**Stated task**
Write out each of these records word for word, keeping every line as it appears.

[Annotation dataset entries]
■ ■ ■ ■ ■
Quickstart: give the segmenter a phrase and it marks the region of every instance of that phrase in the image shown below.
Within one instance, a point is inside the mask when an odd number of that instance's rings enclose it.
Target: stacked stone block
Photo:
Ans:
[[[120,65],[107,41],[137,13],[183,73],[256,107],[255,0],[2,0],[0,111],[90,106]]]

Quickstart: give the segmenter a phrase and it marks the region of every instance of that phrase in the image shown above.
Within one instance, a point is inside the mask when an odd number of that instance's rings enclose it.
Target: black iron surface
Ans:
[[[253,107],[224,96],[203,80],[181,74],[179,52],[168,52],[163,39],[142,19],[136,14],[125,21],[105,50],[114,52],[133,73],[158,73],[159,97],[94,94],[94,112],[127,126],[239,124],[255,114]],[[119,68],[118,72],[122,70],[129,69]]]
■ ■ ■ ■ ■
**Reply**
Quickstart: give the segmenter a phrase and it marks the region of every instance of that phrase in the image shown below.
Within one instance, a point is inside the mask when an odd number of that instance's rings enclose it.
Target: stacked stone block
Photo:
Ans:
[[[120,65],[107,41],[137,13],[183,73],[256,107],[255,0],[2,0],[0,111],[90,106]]]

Quickstart: give the segmenter a phrase and it marks the region of every instance of that phrase in the image shown above.
Within one instance, a point is inside the mask when an odd number of that instance's rings enclose it.
Target: black iron surface
Ans:
[[[253,107],[224,96],[203,80],[181,74],[179,52],[168,52],[163,39],[142,19],[136,14],[125,21],[105,50],[114,52],[133,73],[158,73],[159,97],[94,94],[94,112],[127,126],[239,124],[255,114]],[[119,68],[118,72],[122,70],[129,69]]]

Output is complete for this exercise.